Extracted information:
— start —

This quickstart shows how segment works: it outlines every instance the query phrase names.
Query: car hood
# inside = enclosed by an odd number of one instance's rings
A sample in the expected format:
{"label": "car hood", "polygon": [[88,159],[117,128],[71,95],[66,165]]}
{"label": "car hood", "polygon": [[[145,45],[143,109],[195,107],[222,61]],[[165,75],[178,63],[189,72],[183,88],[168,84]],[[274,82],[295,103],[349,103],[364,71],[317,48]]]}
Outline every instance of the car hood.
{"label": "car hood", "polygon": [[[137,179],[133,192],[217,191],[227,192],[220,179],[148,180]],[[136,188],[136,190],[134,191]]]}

— end —

Exercise brief: Print the items from their first line through the line containing "Outline every instance of the car hood.", including both ends and keeping every line unchanged.

Full output:
This quickstart shows how segment works: it outlines every instance the query phrase names.
Query: car hood
# inside = enclosed by an odd number of one instance's rings
A sample in the expected format:
{"label": "car hood", "polygon": [[88,159],[117,128],[71,95],[66,165]]}
{"label": "car hood", "polygon": [[[145,45],[143,109],[195,107],[222,61]],[[165,75],[178,63],[189,72],[183,88],[168,84]],[[274,82],[295,103],[349,103],[364,71],[317,48]]]}
Outline every instance of the car hood.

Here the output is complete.